REPLNO                           INTEGER  NOT NULL,
PUBDBNO                          INTEGER  NOT NULL,
SUBDBNO                          INTEGER  NOT NULL,
SEQNO                            INTEGER  NOT NULL,
RELATIONNO                       INTEGER  NOT NULL,
REPTYPE                          CHAR(1),
OLDKEY                           VARCHAR(256),
NEWKEY                           VARCHAR(256),
PRIMARY KEY (REPLNO, PUBDBNO, SUBDBNO, SEQNO)
);
The Replno,PubDBNo,SubDBNo,RelationNo are filled in from the fields of the same name in the REPL_SEPARATOR table, while SEQNO should get a negative value from a generator, so as to keep it at the front of the queue. Probably the best way is to create a generator and initialize it to -2,147,483,647. REPTYPE should be one of 'I','U','D' for Insert,update or delete. OLDKEY/NEWKEY must contain the values of the primary key concatenated together, separated by the SEP field found in REPL_SEPARATOR. OLDKEY and NEWKEY are filled in for Updates, NEWKEY for inserts, and OLDKEY for deletes. This can all be done in a trigger on the table involved as follows:
CREATE TRIGGER PUSH_TO_FRONT_OF_QUEUE
FOR EMPLOYEE
AFTER INSERT
AS
BEGIN
IF (USER <> 'REPL') THEN BEGIN
  INSERT INTO REPL_LOG(REPLNO,PUBDBNO,SUBDBNO,SEQNO,RELATIONNO,REPTYPE,NEWKEY)
  SELECT REPLNO,PUBDBNO,SUBDBNO,gen_id(GEN_NEGATIVE,1),RELATIONNO,'I',
         EMP_NO||SEP||DEPTNO
    FROM REPL_SEPARATOR
   WHERE REPLNO=2
     AND PUBDBNO=1
     AND RELATIONNO=2;

END
END
This trigger is almost identical to the triggers generated by the Replication Manager for normal replication. The only difference is the SEQNO field gets supplied a negative value, instead of a positive value.

Since this is an 'insert' trigger, the value 'I' is supplied for REPTYPE, and the NEWKEY field is filled in with the fields of the primary key, separated by the SEP character in the REPL_SEPARATOR table.

If this row needs to be replicated to more than one target database, then there will be more than one entry in the REPL_SEPARATOR table, and therefore the correct number of entries will be placed into the REPL_LOG, one for each target.

GIVEN ENTRIES:
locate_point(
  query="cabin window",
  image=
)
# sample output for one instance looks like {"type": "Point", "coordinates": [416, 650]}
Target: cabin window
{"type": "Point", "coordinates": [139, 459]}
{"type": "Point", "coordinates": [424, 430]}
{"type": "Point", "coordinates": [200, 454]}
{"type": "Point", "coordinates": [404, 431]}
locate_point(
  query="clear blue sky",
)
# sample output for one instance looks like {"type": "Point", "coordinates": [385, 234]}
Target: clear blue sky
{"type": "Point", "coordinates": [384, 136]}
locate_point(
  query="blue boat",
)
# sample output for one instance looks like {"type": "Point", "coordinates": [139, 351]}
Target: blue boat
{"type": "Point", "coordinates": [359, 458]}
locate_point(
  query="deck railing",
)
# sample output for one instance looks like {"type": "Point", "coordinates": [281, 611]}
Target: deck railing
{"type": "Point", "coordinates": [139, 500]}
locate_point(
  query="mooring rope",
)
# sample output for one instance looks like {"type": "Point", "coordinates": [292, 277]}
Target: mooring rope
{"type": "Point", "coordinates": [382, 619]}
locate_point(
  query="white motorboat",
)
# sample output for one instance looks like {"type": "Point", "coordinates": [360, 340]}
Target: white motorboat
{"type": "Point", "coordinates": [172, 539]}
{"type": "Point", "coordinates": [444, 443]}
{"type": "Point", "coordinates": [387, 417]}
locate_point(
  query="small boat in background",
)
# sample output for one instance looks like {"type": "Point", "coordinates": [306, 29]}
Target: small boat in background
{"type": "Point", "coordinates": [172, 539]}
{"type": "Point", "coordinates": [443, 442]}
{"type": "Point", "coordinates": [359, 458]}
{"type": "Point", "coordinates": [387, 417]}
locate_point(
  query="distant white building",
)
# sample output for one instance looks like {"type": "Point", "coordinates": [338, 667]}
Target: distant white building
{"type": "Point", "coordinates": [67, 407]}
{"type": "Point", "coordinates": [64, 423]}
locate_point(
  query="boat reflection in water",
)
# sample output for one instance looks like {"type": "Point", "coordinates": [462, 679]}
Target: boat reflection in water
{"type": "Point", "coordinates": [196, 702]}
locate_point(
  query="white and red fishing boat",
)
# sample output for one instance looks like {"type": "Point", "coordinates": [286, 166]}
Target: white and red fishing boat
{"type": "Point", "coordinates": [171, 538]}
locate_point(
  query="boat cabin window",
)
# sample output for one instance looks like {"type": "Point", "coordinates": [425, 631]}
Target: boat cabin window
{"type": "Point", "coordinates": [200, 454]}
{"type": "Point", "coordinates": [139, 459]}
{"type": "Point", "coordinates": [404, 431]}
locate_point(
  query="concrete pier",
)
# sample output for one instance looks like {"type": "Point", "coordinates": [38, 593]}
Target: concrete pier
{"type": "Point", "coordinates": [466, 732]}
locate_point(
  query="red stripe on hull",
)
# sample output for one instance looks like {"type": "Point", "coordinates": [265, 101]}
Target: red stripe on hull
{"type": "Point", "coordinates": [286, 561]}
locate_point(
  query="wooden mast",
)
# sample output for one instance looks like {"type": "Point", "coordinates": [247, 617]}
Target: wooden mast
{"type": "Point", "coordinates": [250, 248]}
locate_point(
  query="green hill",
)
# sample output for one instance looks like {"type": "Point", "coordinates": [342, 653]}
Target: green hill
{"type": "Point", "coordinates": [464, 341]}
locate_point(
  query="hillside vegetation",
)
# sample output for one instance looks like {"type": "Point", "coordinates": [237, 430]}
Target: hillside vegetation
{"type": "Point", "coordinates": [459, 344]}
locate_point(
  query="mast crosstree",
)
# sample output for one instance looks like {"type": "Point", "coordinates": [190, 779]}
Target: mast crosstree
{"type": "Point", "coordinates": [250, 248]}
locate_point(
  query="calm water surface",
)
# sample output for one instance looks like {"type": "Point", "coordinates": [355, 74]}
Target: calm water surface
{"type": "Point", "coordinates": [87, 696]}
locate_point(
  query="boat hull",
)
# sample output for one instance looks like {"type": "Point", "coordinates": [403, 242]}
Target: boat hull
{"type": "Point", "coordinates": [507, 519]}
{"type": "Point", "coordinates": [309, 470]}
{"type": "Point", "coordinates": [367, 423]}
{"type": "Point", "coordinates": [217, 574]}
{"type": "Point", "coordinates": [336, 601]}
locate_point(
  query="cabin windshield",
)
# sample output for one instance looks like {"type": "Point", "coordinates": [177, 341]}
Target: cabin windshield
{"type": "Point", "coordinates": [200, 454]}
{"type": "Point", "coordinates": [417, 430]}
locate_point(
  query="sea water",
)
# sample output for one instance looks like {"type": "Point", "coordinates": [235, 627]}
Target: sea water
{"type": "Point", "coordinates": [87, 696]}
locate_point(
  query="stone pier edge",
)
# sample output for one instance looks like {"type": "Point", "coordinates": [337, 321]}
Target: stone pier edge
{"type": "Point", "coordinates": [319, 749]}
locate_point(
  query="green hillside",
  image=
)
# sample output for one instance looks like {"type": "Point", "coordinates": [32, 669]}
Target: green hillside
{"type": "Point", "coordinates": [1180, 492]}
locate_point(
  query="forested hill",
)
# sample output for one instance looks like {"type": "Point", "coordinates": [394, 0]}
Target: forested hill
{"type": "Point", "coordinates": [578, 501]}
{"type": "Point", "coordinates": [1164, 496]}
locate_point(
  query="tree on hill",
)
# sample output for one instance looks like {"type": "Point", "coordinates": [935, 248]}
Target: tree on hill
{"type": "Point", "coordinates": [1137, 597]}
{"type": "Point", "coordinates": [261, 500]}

--

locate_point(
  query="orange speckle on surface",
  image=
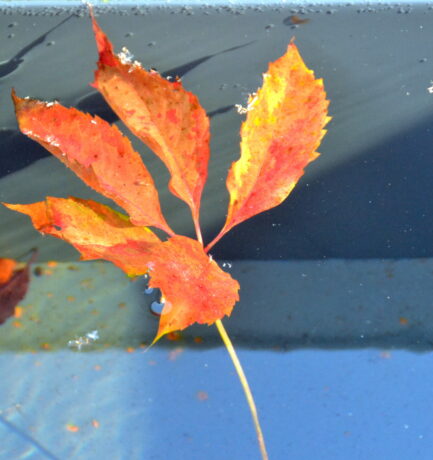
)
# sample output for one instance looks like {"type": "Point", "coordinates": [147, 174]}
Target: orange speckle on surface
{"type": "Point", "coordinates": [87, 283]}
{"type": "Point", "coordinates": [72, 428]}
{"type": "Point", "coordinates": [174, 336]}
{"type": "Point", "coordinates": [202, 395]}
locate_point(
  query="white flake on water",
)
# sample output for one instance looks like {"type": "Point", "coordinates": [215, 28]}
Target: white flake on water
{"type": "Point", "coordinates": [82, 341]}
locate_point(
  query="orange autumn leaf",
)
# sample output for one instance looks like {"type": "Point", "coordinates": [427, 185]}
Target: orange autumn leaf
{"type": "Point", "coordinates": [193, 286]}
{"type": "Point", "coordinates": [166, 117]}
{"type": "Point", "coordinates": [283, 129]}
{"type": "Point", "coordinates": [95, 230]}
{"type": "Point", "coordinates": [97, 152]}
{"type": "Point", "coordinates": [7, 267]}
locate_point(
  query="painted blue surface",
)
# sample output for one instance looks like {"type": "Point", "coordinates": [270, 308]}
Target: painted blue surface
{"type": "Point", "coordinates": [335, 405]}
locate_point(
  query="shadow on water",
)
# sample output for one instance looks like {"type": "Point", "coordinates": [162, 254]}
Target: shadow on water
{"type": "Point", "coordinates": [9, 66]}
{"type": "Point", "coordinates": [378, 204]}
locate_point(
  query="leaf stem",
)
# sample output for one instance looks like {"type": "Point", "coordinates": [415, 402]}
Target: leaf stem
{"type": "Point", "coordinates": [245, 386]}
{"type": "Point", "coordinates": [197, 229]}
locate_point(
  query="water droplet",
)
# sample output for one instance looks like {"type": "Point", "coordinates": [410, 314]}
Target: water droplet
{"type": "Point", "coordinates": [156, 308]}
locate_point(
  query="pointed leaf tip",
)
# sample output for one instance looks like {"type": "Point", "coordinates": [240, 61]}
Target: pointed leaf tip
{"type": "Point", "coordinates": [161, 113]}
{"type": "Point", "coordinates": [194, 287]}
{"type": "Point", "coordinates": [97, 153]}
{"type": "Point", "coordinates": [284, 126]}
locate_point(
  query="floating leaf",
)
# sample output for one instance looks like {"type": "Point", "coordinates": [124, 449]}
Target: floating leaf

* * *

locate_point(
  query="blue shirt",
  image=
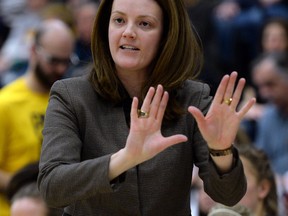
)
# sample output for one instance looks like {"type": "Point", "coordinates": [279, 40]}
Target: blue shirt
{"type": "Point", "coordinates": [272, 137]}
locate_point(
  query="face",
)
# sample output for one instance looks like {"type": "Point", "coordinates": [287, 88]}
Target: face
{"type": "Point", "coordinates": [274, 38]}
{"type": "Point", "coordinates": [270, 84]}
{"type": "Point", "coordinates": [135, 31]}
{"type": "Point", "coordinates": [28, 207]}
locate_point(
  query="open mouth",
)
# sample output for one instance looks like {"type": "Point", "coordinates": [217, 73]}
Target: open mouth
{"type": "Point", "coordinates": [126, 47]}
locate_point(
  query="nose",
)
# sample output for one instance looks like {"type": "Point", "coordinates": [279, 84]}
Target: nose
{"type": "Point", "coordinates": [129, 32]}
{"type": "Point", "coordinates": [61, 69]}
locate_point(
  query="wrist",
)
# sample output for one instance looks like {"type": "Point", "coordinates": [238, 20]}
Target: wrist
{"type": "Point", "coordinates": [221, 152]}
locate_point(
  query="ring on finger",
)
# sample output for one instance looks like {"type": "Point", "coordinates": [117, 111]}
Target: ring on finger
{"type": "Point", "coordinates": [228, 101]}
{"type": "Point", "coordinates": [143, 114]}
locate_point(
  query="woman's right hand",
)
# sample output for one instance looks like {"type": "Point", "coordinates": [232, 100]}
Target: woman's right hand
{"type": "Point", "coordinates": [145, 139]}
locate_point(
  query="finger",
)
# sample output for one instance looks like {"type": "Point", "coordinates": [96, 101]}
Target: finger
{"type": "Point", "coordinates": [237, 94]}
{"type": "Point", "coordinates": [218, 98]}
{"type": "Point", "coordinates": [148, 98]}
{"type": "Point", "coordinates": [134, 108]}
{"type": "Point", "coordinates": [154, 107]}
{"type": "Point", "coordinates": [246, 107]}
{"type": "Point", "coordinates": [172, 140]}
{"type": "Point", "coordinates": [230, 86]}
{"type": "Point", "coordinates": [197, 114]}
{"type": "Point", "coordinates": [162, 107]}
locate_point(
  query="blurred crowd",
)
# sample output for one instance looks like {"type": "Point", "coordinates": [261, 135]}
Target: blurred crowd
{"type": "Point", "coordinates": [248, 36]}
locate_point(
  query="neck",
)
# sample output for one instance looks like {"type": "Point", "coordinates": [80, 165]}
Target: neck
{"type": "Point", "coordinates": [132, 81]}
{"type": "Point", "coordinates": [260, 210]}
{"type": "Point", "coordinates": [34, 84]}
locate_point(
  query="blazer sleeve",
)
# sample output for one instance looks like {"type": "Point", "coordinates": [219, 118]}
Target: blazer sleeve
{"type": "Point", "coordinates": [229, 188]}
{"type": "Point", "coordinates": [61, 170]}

STATED TASK: Repeat the part of the replication passage above starting with "SELECT REPLNO,PUBDBN" and going on through "a positive value.", with no changes.

FINAL ANSWER:
SELECT REPLNO,PUBDBNO,SUBDBNO,gen_id(GEN_NEGATIVE,1),RELATIONNO,'I',
         EMP_NO||SEP||DEPTNO
    FROM REPL_SEPARATOR
   WHERE REPLNO=2
     AND PUBDBNO=1
     AND RELATIONNO=2;

END
END
This trigger is almost identical to the triggers generated by the Replication Manager for normal replication. The only difference is the SEQNO field gets supplied a negative value, instead of a positive value.